■ **ITEMS**:

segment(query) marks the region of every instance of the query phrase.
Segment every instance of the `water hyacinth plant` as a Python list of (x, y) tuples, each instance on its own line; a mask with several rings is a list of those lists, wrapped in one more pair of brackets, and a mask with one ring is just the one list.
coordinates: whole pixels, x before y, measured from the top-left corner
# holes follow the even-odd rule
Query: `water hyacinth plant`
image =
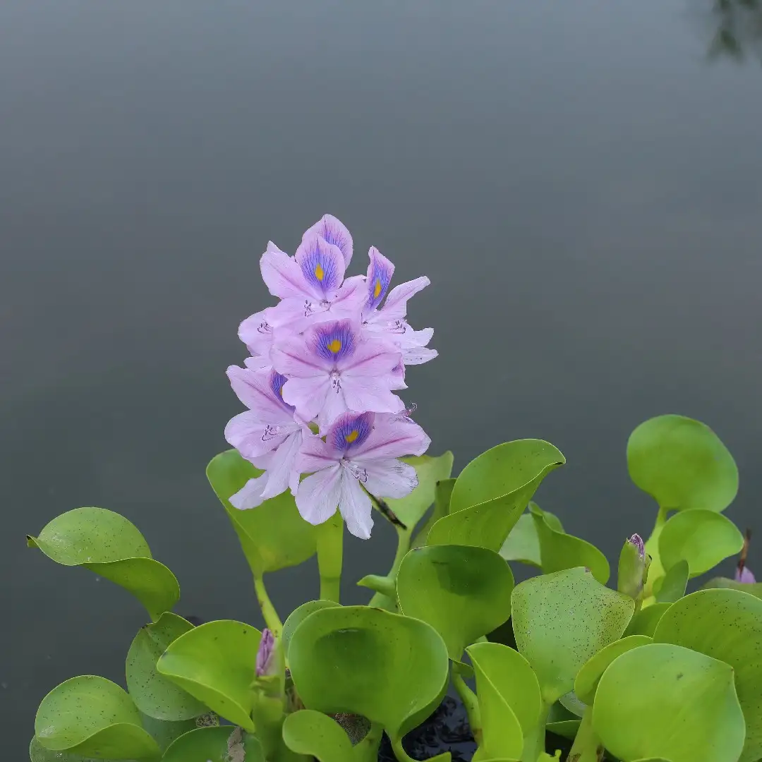
[[(179, 586), (139, 531), (101, 508), (69, 511), (28, 543), (132, 592), (150, 621), (124, 687), (85, 675), (46, 696), (32, 762), (372, 762), (448, 690), (475, 762), (757, 762), (762, 759), (762, 584), (746, 537), (722, 514), (732, 457), (699, 421), (662, 415), (627, 445), (653, 530), (624, 541), (616, 579), (603, 553), (533, 501), (565, 458), (541, 440), (507, 442), (452, 474), (398, 395), (408, 366), (436, 357), (407, 322), (421, 277), (390, 289), (371, 248), (345, 273), (349, 231), (326, 216), (292, 257), (270, 243), (277, 305), (245, 320), (249, 356), (228, 376), (246, 410), (207, 475), (241, 543), (266, 628), (194, 626)], [(367, 539), (373, 512), (397, 533), (386, 575), (342, 606), (344, 524)], [(740, 554), (735, 578), (690, 581)], [(317, 556), (319, 593), (283, 621), (265, 575)], [(515, 584), (512, 563), (533, 567)], [(696, 583), (692, 583), (696, 587)], [(306, 597), (309, 597), (309, 594)], [(409, 738), (409, 736), (408, 736)], [(450, 758), (443, 752), (437, 759)]]

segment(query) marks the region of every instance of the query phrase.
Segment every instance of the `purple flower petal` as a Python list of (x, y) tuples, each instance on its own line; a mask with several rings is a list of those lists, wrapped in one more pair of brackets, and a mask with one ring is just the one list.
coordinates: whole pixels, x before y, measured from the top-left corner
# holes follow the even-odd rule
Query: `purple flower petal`
[(332, 214), (325, 214), (311, 228), (305, 231), (303, 238), (311, 235), (319, 235), (324, 241), (338, 248), (344, 258), (345, 267), (349, 267), (352, 259), (352, 236), (346, 226)]
[(368, 251), (370, 264), (368, 265), (368, 301), (366, 312), (375, 309), (383, 301), (389, 290), (389, 284), (394, 274), (394, 265), (375, 247)]

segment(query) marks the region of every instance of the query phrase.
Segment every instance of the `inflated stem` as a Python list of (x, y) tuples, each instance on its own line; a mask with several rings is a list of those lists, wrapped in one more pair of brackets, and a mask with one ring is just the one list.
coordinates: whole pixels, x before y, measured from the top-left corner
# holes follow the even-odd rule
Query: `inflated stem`
[(259, 601), (262, 616), (264, 617), (264, 623), (276, 638), (280, 638), (283, 629), (283, 623), (275, 610), (275, 607), (273, 606), (273, 602), (270, 600), (270, 596), (267, 595), (261, 576), (255, 575), (254, 590), (257, 594), (257, 600)]
[(344, 521), (337, 511), (317, 527), (320, 598), (339, 602), (344, 556)]

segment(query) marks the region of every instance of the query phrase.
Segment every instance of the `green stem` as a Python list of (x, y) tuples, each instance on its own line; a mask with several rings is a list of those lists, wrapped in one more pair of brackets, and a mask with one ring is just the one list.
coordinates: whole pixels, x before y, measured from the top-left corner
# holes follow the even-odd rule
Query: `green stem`
[(524, 736), (523, 753), (521, 754), (522, 762), (536, 762), (540, 754), (545, 753), (545, 726), (548, 722), (548, 712), (550, 704), (543, 702), (539, 710), (539, 719), (535, 726), (534, 732)]
[(264, 623), (276, 638), (280, 638), (280, 632), (283, 627), (283, 623), (280, 621), (280, 617), (278, 616), (278, 613), (275, 610), (275, 607), (273, 606), (273, 602), (270, 600), (270, 596), (267, 595), (267, 591), (261, 577), (255, 576), (254, 590), (257, 594), (259, 607), (262, 610)]
[(655, 601), (654, 583), (661, 579), (664, 575), (664, 568), (661, 565), (661, 559), (659, 557), (659, 536), (661, 530), (664, 529), (667, 523), (668, 509), (659, 507), (659, 512), (656, 514), (656, 520), (654, 522), (654, 528), (651, 532), (651, 536), (645, 541), (645, 552), (651, 556), (651, 567), (648, 569), (648, 578), (645, 581), (645, 588), (643, 591), (643, 607), (650, 606)]
[(477, 746), (481, 746), (482, 738), (482, 712), (479, 708), (479, 699), (476, 694), (468, 687), (463, 676), (458, 671), (457, 667), (450, 662), (452, 669), (450, 674), (453, 677), (453, 685), (460, 696), (460, 700), (466, 708), (466, 714), (469, 718), (469, 725), (471, 726), (471, 732), (473, 733), (474, 741)]
[(341, 562), (344, 557), (344, 520), (337, 511), (317, 529), (318, 568), (320, 571), (320, 597), (339, 602), (341, 588)]
[[(386, 577), (392, 582), (396, 582), (397, 572), (399, 571), (399, 565), (402, 562), (402, 559), (407, 555), (410, 549), (410, 538), (412, 536), (412, 530), (409, 529), (401, 529), (395, 527), (397, 530), (397, 551), (394, 554), (394, 561), (392, 562), (392, 568), (389, 570)], [(368, 603), (368, 606), (375, 606), (379, 608), (384, 607), (384, 604), (391, 601), (392, 608), (397, 608), (397, 601), (383, 593), (376, 593)]]
[(604, 744), (593, 729), (593, 707), (588, 706), (582, 715), (567, 762), (600, 762), (604, 751)]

■ **WHAT IS REQUIRED**: Please pick out each line of the records above that holds the word "flower" and copy it. Case counts.

■ **SOLUTION TO THIS PROBLEM**:
Segment every instance of the `purple flower petal` as a Python list of (x, y) tuples, each instance on its own line; a mask with several rings is a list of those lists, wrapped in one more pair of brackets, and a mask with one ring is just the one list.
Query: `purple flower petal`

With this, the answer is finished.